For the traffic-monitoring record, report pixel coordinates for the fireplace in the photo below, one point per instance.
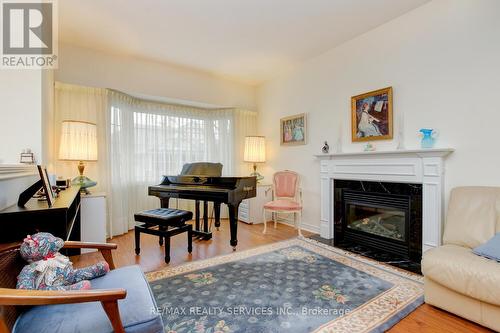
(379, 219)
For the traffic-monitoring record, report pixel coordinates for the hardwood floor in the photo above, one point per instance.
(425, 319)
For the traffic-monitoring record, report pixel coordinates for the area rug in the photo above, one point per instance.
(293, 286)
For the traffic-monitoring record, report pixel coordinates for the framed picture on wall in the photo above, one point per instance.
(371, 115)
(293, 130)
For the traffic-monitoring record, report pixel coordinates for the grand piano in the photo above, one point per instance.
(202, 182)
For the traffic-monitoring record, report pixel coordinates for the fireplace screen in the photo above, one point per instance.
(385, 222)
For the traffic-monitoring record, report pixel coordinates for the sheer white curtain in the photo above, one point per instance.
(140, 141)
(149, 140)
(73, 102)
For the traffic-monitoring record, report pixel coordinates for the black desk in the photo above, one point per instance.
(61, 220)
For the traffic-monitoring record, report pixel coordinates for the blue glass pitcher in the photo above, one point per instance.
(428, 140)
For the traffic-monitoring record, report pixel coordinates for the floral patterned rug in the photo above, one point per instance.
(298, 285)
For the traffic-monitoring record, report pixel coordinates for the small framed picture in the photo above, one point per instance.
(47, 187)
(372, 115)
(293, 130)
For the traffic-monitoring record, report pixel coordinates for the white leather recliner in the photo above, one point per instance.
(457, 280)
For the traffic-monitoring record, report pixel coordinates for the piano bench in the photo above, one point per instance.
(165, 223)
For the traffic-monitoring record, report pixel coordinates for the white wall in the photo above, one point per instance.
(97, 69)
(442, 59)
(20, 113)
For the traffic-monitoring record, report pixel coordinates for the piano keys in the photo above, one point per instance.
(228, 190)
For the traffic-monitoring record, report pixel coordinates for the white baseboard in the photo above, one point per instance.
(304, 226)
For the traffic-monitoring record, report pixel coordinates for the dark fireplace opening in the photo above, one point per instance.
(379, 220)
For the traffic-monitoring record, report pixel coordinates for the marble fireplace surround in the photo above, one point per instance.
(419, 166)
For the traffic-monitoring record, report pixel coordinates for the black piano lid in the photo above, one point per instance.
(203, 180)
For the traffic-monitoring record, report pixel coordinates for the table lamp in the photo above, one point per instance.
(79, 143)
(255, 152)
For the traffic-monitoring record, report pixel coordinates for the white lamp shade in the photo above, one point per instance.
(255, 149)
(78, 141)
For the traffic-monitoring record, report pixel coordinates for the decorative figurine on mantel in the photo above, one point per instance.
(369, 147)
(428, 136)
(326, 148)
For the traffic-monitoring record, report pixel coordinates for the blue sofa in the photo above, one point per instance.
(92, 311)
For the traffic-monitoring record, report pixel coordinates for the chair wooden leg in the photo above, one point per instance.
(137, 241)
(265, 221)
(160, 238)
(190, 239)
(167, 249)
(299, 222)
(113, 313)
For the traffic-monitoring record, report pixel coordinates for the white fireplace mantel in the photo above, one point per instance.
(418, 166)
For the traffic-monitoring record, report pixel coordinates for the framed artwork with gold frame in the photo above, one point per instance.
(293, 130)
(371, 116)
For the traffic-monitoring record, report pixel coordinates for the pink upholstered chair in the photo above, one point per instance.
(287, 198)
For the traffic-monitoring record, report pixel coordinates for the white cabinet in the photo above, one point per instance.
(250, 210)
(93, 219)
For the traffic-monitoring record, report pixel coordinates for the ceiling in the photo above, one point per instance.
(250, 41)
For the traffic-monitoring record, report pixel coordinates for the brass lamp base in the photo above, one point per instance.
(83, 181)
(256, 174)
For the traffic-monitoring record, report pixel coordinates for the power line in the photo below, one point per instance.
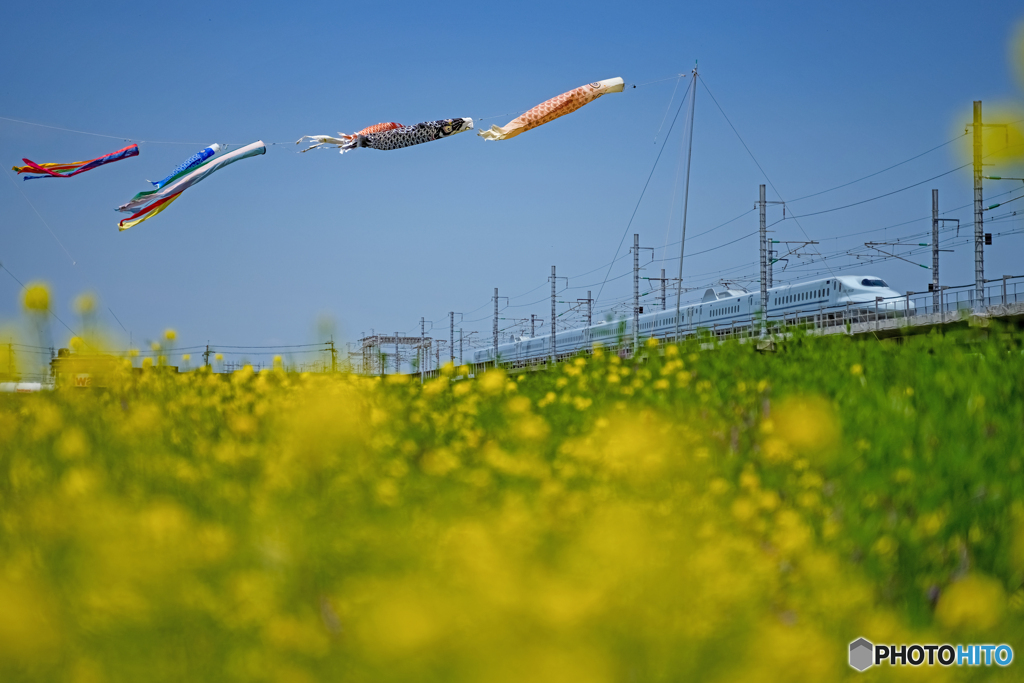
(645, 184)
(739, 137)
(871, 175)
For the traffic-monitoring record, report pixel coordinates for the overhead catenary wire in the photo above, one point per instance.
(740, 138)
(645, 185)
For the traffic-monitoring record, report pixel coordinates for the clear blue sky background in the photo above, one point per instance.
(822, 93)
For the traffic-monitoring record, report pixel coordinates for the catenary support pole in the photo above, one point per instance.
(686, 200)
(636, 294)
(935, 249)
(979, 228)
(664, 300)
(554, 280)
(762, 207)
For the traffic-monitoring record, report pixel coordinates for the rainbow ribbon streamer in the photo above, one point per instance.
(74, 168)
(146, 205)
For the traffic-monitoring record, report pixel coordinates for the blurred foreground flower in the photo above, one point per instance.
(37, 298)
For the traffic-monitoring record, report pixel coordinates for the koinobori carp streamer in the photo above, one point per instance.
(328, 140)
(407, 136)
(146, 205)
(189, 163)
(393, 135)
(51, 170)
(553, 109)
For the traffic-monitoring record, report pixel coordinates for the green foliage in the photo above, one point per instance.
(692, 514)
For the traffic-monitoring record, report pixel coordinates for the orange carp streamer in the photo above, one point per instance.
(553, 109)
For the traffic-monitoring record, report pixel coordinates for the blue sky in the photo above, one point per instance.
(822, 94)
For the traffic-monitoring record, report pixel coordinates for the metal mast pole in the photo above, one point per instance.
(496, 327)
(636, 293)
(935, 249)
(686, 199)
(763, 206)
(979, 229)
(664, 300)
(553, 281)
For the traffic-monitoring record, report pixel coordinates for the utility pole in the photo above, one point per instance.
(664, 300)
(553, 347)
(763, 206)
(935, 249)
(686, 200)
(636, 294)
(979, 229)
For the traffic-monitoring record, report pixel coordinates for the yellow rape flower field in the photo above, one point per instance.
(712, 515)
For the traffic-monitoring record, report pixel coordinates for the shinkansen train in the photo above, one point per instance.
(727, 308)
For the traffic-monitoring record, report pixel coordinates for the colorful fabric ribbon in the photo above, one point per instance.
(192, 162)
(407, 136)
(146, 205)
(51, 170)
(553, 109)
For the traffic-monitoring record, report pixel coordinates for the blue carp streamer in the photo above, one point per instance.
(192, 162)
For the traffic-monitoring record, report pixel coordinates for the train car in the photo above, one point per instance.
(719, 310)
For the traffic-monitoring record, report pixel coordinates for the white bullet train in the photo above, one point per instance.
(719, 310)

**PROBLEM**
If an entry contains a picture, omit it; restate everything else word for word.

**EXERCISE OUTPUT**
For the traffic-monitoring record, report pixel coordinates for the fireplace in the photo below, one point per instance.
(379, 219)
For the traffic-monitoring record, report pixel coordinates for the hardwood floor in the photo above, one point per instance.
(425, 319)
For the traffic-monitoring record, report pixel coordinates for the area rug in the photo above, one point per instance.
(293, 286)
For the traffic-monitoring record, report pixel coordinates for the framed picture on wall in the photo above, one point per instance.
(371, 115)
(293, 130)
For the traffic-monitoring record, report pixel coordinates for the grand piano in the photo above, one point per instance.
(202, 182)
For the traffic-monitoring record, report pixel coordinates for the fireplace screen in the photo above, one point per instance.
(385, 222)
For the traffic-monitoring record, report pixel coordinates for the sheer white curtain in the photo above, one point per instance.
(140, 141)
(149, 140)
(73, 102)
For the traffic-monitoring record, report pixel coordinates for the black desk in the photo above, one point per instance.
(61, 220)
For the traffic-monitoring record, report pixel coordinates for the blue glass pitcher in the photo above, one point per instance.
(428, 140)
For the traffic-monitoring record, report pixel coordinates for the floral patterned rug in the photo above, one point per instance.
(298, 285)
For the traffic-monitoring record, report pixel coordinates for the small framed picture in the photo above, one point per instance.
(47, 187)
(372, 115)
(293, 130)
For the traffic-monitoring record, report pixel coordinates for the white leather recliner in the photo above, one point per instance.
(457, 280)
For the traffic-monitoring record, report pixel coordinates for the piano bench in the photo above, one point per instance.
(165, 223)
For the traffic-monitoring record, report pixel coordinates for the white wall in the photo above, one point per instance.
(97, 69)
(442, 59)
(20, 113)
For the traffic-monitoring record, report pixel coordinates for the piano keys in the photo above, one point per instance.
(228, 190)
For the traffic-monitoring record, report pixel coordinates for the white baseboard in the photo above, one point per instance.
(304, 226)
For the traffic-monitoring record, report pixel coordinates for the dark fireplace opening in the photo above, one point per instance.
(379, 220)
For the traffic-monitoring record, report pixel coordinates for the marble fireplace surround in the photo above, one point per instance.
(419, 166)
For the traffic-monitoring record, report pixel coordinates for the black piano lid in the photo above, one point per instance.
(203, 180)
For the traffic-monitoring record, report pixel coordinates for the table lamp in the photo above, one point per instance.
(79, 143)
(255, 152)
For the traffic-monitoring record, report pixel coordinates for the white lamp shade in the photo above, one point per instance.
(255, 149)
(78, 141)
For the traffic-monitoring record, report pixel coordinates for the decorative figurine on mantel in the photo above, one point per instance.
(369, 147)
(428, 136)
(326, 148)
For the traffic-monitoring record, report pixel coordinates for the blue sofa in the photo above, one point per instance.
(92, 311)
For the traffic-monitoring record, report pixel coordinates for the chair wooden leg in the photo above, one point per instance.
(137, 241)
(265, 221)
(160, 238)
(190, 239)
(167, 249)
(299, 222)
(113, 313)
For the traffic-monitoring record, report pixel coordinates for the white fireplace mantel in the photo above, one point per instance.
(418, 166)
For the traffic-monitoring record, report pixel coordinates for the framed artwork with gold frame in the photo above, one point per instance.
(293, 130)
(371, 116)
For the traffic-monitoring record, report pixel coordinates for the pink upholstered chair in the photo above, one point per instance.
(287, 198)
For the traffic-monitoring record, report pixel coordinates for the white cabinet in the photo above, one point per instance.
(250, 210)
(93, 219)
For the traffic-monitoring record, report pixel coordinates for the ceiling in the photo above, one point per instance.
(250, 41)
For the traffic-monitoring record, report pixel coordinates for the brass lamp base in the photo above, one point per instance.
(83, 181)
(256, 174)
For the traffic-monitoring record, report pixel coordinates for the power line in the photo below, one point per instance.
(645, 184)
(739, 137)
(871, 175)
For the traffic-monitoring record, report pixel coordinates for the overhead catenary wire in the photo above, one point per instance.
(740, 138)
(645, 185)
For the traffic-monitoring record, report pixel coordinates for the clear blue sky background in the photo above, one point per instance.
(822, 93)
For the traffic-monitoring record, report pixel coordinates for the catenary support pole in the photo above, one point per instance.
(686, 200)
(636, 294)
(935, 249)
(979, 228)
(664, 300)
(554, 280)
(762, 207)
For the traffic-monitoring record, report pixel coordinates for the rainbow ribbon streamer in the photo above, one point per instance.
(74, 168)
(146, 205)
For the traffic-monitoring record, report pixel coordinates for the blurred foreground flower in the photo above, one point per instance.
(37, 298)
For the traffic-monitoring record, report pixel coordinates for the koinobori carp streamer in the photo above, one point per instance.
(328, 140)
(407, 136)
(146, 205)
(189, 163)
(393, 135)
(51, 170)
(553, 109)
For the traffic-monitoring record, report pixel coordinates for the green foliage in the photo above, one point per instance.
(692, 514)
For the traffic-monitoring record, report pixel coordinates for the orange carp streamer in the photo above, one point per instance.
(553, 109)
For the traffic-monitoring record, report pixel coordinates for the blue sky in the photo above, one point per instance.
(822, 94)
For the traffic-monitoring record, report pixel coordinates for the metal mast pole in the photo above, one point per instance.
(496, 327)
(636, 293)
(935, 249)
(686, 199)
(763, 206)
(979, 229)
(664, 300)
(553, 281)
For the traffic-monitoring record, report pixel coordinates for the utility pole in the photo above, one point per instance.
(664, 300)
(553, 347)
(763, 206)
(935, 249)
(686, 200)
(636, 294)
(979, 229)
For the traffic-monitoring record, report pixel coordinates for the yellow rape flower field in the photo above, one point per instance.
(712, 515)
For the traffic-monitoring record, report pixel coordinates for the shinkansen train in the photo above, one point per instance.
(727, 308)
For the traffic-monitoring record, report pixel coordinates for the colorful fabric ribbon in the photo above, one point per instance.
(192, 162)
(407, 136)
(146, 205)
(51, 170)
(553, 109)
For the traffic-monitoring record, report pixel coordinates for the blue carp streamer in the photo above, one point per instance.
(192, 162)
For the traffic-monitoring record, report pixel coordinates for the train car in the photo above, one point per instance.
(719, 310)
For the traffic-monitoring record, report pixel coordinates for the white bullet train in the photo above, one point per instance.
(719, 310)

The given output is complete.